→ EXTRACTED TEXT:
## begin

Ritz Cracker Pie is one example.  My favorite way to eat a Ritz is smeared with peanut butter.  My second favorite way is this pie.  It's so good, in fact, that I remembered the way it tasted and looked it up in order to make it for my family. 
I've tweaked the original recipe just a bit, so as not to sacrifice quality for convenience.

Ritz Cracker Pie
Light in texture and taste, this is a great summertime dessert!

What's In It:

3 lg. eggs, separated (We'll only use the whites.  I feed the yolks to my dogs.  It makes for a shiny coat!)
1 tsp. vanilla extract (No imitation!)
1 tsp. baking powder
3/4 c. sugar
2/3 c. semi-sweet chocolate chips (Use a good brand.  It matters)
1 c. (about 35 crackers) Ritz cracker crumbs (Do not substitute)
1/2 c. chopped, toasted pecans
1. c. whipping cream (The original recipe calls for Cool Whip.  I never do.)
2 tbl. sugar
1 tsp. vanilla

How To Make It:

Preheat oven to 350 degrees F.

## end

→ GIVEN EXERCISE A: From the Ritz Cracker Pie recipe, list every ingredient measured in teaspoons.
→ GIVEN EXERCISE B: Please write the next part of the Ritz Cracker Pie recipe, picking up after its last step.

→ INFORMATION PROVIDED:

## begin

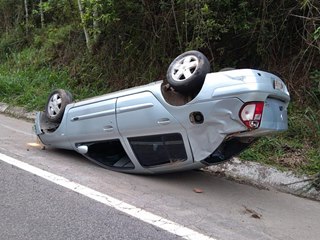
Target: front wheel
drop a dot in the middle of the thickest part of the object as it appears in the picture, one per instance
(187, 72)
(56, 104)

## end

→ EXPECTED OUTPUT A:
- Vanilla extract (1 tsp.)
- Baking powder (1 tsp.)
- Vanilla (1 tsp.)

→ EXPECTED OUTPUT B:
Using butter, grease 9 inch pie plate.
Beat egg whites with 1 tsp. vanilla until soft peaks form.  Combine baking powder and 3/4 c. sugar.  Gradually add egg whites and continue beating until peaks stiffen.  Fold in chocolate chips, cracker crumbs, and toasted pecans.  Spread in bottom of prepared pie plate and bake 25 minutes.  Cool completely.
Whip cream into soft peaks.  Add 2 tbl. sugar and 1 tsp. vanilla.  Continue beating until stiff peaks form.  Spread over cooled pie.  Chill one hour or until ready to serve.
Garnish with your favorite caramel sauce.